> **Verilen Metin**
**********

Türkiye Esnaf ve Sanatkarları Konfederasyonu (TESK) tarafından düzenlenen iftar, Başbakan Recep Tayyip Erdoğan ve Gümrük ve Ticaret Bakanı Hayati Yazıcı'nın katılımıyla gerçekleşti. Ankara Vilayetler Evi'nde yapılan iftar programına İçişleri Bakanı Muammer Güler, Bilim, Sanayi ve Teknoloji Bakanı Nihat Ergün, Ekonomi Bakanı Zafer Çağlayan, Orman ve Su işleri Bakanı Veysel Eroğlu da katıldılar. 

Bakan Yardımcısı Fatih Metin, Müsteşar Ziya Altunyaldız, Müsteşar Yardımcıları Neşet Akkoç, Sezai Uçarmak, Mehmet Güzel ve İsmail Yücel’in hazır bulunduğu iftar programında bir konuşma yapan Başbakan Erdoğan, "Esnafı çökertirsek, hükümeti deviririz anlayışı tek kelimeyle barbarcadır" diyen Başbakan Erdoğan, "Bu ülkenin kazanımlarına, bu ülkenin değerlerine, bu ülkenin her bir ferdine nasıl bir düşmanlık, nasıl bir kin ve garez içinde olduklarını görüyorsunuz. Hükümetle olan meselesini Türkiye ekonomisini çökertmek suretiyle halletmek isteyenlerin, 76 milyonun içinde bulunduğu geminin tabanına delik açmaya çalışan zavallı kemirgenlerden hiçbir farkı yoktur" diye konuştu.

**********

> **Veri Alıntıları**
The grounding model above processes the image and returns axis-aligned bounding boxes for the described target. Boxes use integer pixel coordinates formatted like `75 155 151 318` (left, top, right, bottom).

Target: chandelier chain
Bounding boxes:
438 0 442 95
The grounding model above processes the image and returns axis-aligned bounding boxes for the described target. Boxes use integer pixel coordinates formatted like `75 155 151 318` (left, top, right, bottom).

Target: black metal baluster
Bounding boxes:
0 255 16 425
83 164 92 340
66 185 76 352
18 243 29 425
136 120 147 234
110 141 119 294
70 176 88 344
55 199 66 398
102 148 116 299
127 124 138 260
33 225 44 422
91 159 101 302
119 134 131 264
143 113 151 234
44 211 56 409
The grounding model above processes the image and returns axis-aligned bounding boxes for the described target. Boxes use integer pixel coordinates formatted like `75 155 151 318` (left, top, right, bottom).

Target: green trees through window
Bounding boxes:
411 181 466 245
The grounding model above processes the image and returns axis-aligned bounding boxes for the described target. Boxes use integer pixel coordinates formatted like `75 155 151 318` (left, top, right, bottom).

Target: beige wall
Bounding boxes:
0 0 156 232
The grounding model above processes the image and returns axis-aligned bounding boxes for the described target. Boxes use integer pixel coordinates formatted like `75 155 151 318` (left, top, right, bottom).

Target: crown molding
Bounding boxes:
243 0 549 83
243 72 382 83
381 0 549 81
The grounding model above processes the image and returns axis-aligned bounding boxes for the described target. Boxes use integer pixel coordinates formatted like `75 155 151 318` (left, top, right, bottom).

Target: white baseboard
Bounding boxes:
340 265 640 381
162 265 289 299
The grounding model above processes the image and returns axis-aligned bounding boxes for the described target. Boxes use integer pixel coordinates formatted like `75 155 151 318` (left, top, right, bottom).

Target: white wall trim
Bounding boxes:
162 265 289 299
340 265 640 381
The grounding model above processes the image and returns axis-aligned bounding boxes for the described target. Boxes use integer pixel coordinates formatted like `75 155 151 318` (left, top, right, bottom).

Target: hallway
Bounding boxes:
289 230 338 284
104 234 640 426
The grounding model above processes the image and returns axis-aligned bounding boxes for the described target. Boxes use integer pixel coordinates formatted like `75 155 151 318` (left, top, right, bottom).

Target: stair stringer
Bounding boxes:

**********

> **Yapılacak İş**
Verilen metne göre TESK'in düzenlediği iftar programı nerede yapıldı?

> **Alıştırma Sonucu**
İftar programı Ankara Vilayetler Evi'nde yapıldı.